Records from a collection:
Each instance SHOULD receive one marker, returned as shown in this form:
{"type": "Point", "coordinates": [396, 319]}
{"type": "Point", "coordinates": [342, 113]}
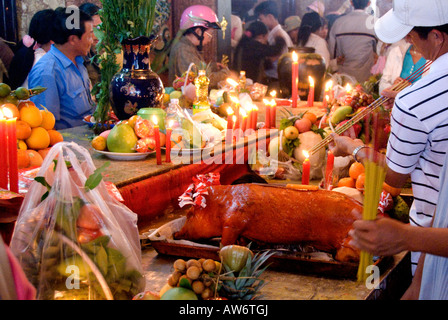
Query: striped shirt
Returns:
{"type": "Point", "coordinates": [419, 139]}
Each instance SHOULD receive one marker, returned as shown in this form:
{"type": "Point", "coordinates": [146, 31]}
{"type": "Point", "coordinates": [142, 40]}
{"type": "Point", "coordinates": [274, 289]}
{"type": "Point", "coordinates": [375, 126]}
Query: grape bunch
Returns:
{"type": "Point", "coordinates": [200, 274]}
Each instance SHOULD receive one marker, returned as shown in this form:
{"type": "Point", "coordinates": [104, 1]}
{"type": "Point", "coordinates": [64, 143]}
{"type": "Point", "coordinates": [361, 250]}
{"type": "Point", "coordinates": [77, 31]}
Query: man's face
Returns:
{"type": "Point", "coordinates": [265, 19]}
{"type": "Point", "coordinates": [420, 45]}
{"type": "Point", "coordinates": [96, 23]}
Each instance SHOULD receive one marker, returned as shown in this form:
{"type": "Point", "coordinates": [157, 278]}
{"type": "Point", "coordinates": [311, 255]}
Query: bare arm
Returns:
{"type": "Point", "coordinates": [386, 236]}
{"type": "Point", "coordinates": [343, 146]}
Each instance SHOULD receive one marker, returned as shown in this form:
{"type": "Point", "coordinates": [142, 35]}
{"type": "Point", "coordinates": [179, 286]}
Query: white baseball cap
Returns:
{"type": "Point", "coordinates": [407, 14]}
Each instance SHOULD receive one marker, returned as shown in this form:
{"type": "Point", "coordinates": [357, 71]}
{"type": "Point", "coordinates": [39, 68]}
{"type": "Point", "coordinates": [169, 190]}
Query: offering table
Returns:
{"type": "Point", "coordinates": [152, 191]}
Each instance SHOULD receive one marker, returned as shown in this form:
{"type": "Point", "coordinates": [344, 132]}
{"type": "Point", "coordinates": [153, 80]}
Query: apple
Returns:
{"type": "Point", "coordinates": [291, 132]}
{"type": "Point", "coordinates": [303, 125]}
{"type": "Point", "coordinates": [146, 295]}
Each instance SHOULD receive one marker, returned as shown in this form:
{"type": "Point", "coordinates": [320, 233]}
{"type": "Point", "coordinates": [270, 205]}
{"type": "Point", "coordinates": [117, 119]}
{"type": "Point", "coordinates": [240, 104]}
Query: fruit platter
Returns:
{"type": "Point", "coordinates": [35, 127]}
{"type": "Point", "coordinates": [132, 139]}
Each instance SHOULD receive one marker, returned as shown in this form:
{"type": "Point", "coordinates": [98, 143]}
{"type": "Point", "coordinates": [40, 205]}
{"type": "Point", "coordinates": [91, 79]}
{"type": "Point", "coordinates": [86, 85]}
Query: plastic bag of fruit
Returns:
{"type": "Point", "coordinates": [72, 238]}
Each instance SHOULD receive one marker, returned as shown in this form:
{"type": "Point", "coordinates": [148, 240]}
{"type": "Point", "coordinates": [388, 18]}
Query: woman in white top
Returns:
{"type": "Point", "coordinates": [396, 67]}
{"type": "Point", "coordinates": [34, 46]}
{"type": "Point", "coordinates": [312, 33]}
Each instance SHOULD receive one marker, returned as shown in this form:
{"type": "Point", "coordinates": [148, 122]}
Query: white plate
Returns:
{"type": "Point", "coordinates": [186, 152]}
{"type": "Point", "coordinates": [125, 156]}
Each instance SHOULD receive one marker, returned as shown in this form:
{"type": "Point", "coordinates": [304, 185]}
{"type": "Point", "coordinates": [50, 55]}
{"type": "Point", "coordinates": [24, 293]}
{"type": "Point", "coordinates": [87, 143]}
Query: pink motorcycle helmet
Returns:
{"type": "Point", "coordinates": [199, 16]}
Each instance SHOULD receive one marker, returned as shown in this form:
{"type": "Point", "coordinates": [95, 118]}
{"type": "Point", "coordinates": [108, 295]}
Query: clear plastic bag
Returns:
{"type": "Point", "coordinates": [72, 238]}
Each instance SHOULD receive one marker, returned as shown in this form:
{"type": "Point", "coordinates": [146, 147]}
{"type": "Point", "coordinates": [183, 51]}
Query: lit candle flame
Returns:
{"type": "Point", "coordinates": [348, 88]}
{"type": "Point", "coordinates": [295, 57]}
{"type": "Point", "coordinates": [234, 99]}
{"type": "Point", "coordinates": [311, 80]}
{"type": "Point", "coordinates": [7, 113]}
{"type": "Point", "coordinates": [232, 82]}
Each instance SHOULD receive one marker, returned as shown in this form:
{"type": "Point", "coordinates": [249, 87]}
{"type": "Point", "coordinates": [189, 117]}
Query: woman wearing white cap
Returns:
{"type": "Point", "coordinates": [417, 148]}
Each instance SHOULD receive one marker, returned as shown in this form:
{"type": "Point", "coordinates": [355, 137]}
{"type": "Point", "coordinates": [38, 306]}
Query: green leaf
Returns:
{"type": "Point", "coordinates": [95, 178]}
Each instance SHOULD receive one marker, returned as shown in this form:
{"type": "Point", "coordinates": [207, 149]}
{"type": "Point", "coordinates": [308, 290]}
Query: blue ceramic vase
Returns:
{"type": "Point", "coordinates": [136, 86]}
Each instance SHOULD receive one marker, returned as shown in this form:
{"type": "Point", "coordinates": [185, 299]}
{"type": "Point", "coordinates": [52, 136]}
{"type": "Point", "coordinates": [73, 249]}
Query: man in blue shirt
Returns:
{"type": "Point", "coordinates": [62, 71]}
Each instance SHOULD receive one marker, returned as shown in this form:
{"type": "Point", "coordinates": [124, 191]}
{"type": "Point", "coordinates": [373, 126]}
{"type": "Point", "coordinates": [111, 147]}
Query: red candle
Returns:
{"type": "Point", "coordinates": [267, 120]}
{"type": "Point", "coordinates": [249, 119]}
{"type": "Point", "coordinates": [168, 141]}
{"type": "Point", "coordinates": [12, 155]}
{"type": "Point", "coordinates": [325, 104]}
{"type": "Point", "coordinates": [229, 125]}
{"type": "Point", "coordinates": [306, 167]}
{"type": "Point", "coordinates": [329, 170]}
{"type": "Point", "coordinates": [330, 90]}
{"type": "Point", "coordinates": [3, 153]}
{"type": "Point", "coordinates": [273, 114]}
{"type": "Point", "coordinates": [244, 121]}
{"type": "Point", "coordinates": [157, 138]}
{"type": "Point", "coordinates": [254, 117]}
{"type": "Point", "coordinates": [295, 79]}
{"type": "Point", "coordinates": [311, 92]}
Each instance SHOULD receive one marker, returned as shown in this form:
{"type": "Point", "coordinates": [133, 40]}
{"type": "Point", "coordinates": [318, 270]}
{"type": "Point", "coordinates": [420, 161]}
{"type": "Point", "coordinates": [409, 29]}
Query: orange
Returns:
{"type": "Point", "coordinates": [39, 139]}
{"type": "Point", "coordinates": [55, 137]}
{"type": "Point", "coordinates": [48, 119]}
{"type": "Point", "coordinates": [23, 130]}
{"type": "Point", "coordinates": [99, 143]}
{"type": "Point", "coordinates": [25, 104]}
{"type": "Point", "coordinates": [14, 111]}
{"type": "Point", "coordinates": [35, 158]}
{"type": "Point", "coordinates": [392, 190]}
{"type": "Point", "coordinates": [21, 145]}
{"type": "Point", "coordinates": [31, 114]}
{"type": "Point", "coordinates": [23, 159]}
{"type": "Point", "coordinates": [360, 182]}
{"type": "Point", "coordinates": [355, 170]}
{"type": "Point", "coordinates": [346, 182]}
{"type": "Point", "coordinates": [311, 116]}
{"type": "Point", "coordinates": [43, 152]}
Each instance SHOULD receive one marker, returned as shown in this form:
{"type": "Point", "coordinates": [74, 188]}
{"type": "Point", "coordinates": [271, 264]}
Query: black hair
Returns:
{"type": "Point", "coordinates": [41, 26]}
{"type": "Point", "coordinates": [311, 22]}
{"type": "Point", "coordinates": [62, 21]}
{"type": "Point", "coordinates": [90, 8]}
{"type": "Point", "coordinates": [267, 7]}
{"type": "Point", "coordinates": [41, 30]}
{"type": "Point", "coordinates": [360, 4]}
{"type": "Point", "coordinates": [255, 29]}
{"type": "Point", "coordinates": [423, 32]}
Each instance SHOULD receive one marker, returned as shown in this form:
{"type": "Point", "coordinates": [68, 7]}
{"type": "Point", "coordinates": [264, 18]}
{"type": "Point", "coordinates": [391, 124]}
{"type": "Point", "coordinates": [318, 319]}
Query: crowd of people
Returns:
{"type": "Point", "coordinates": [403, 40]}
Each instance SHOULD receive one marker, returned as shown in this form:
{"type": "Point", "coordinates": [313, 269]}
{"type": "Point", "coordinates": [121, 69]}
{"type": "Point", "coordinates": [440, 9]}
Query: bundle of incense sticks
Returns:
{"type": "Point", "coordinates": [372, 107]}
{"type": "Point", "coordinates": [375, 171]}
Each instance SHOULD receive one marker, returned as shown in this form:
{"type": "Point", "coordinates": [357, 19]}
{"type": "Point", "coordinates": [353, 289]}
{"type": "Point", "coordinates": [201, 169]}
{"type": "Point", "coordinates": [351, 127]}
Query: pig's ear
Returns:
{"type": "Point", "coordinates": [189, 211]}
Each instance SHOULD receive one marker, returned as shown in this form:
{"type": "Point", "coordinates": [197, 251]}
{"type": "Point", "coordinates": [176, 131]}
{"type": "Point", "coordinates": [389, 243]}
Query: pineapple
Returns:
{"type": "Point", "coordinates": [245, 284]}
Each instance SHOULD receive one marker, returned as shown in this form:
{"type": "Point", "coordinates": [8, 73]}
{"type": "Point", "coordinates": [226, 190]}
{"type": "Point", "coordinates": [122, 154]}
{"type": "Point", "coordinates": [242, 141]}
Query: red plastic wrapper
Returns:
{"type": "Point", "coordinates": [194, 195]}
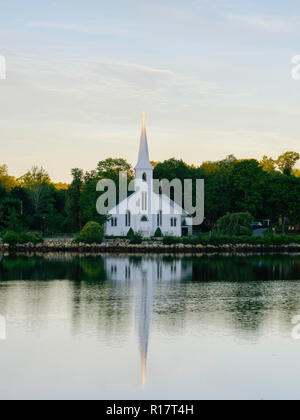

Exercise description » Please find every line in the records above that contains the word "blue" and copy each of those lines. Case counts.

Task solution »
Query: blue ceramic vase
Query: man in blue shirt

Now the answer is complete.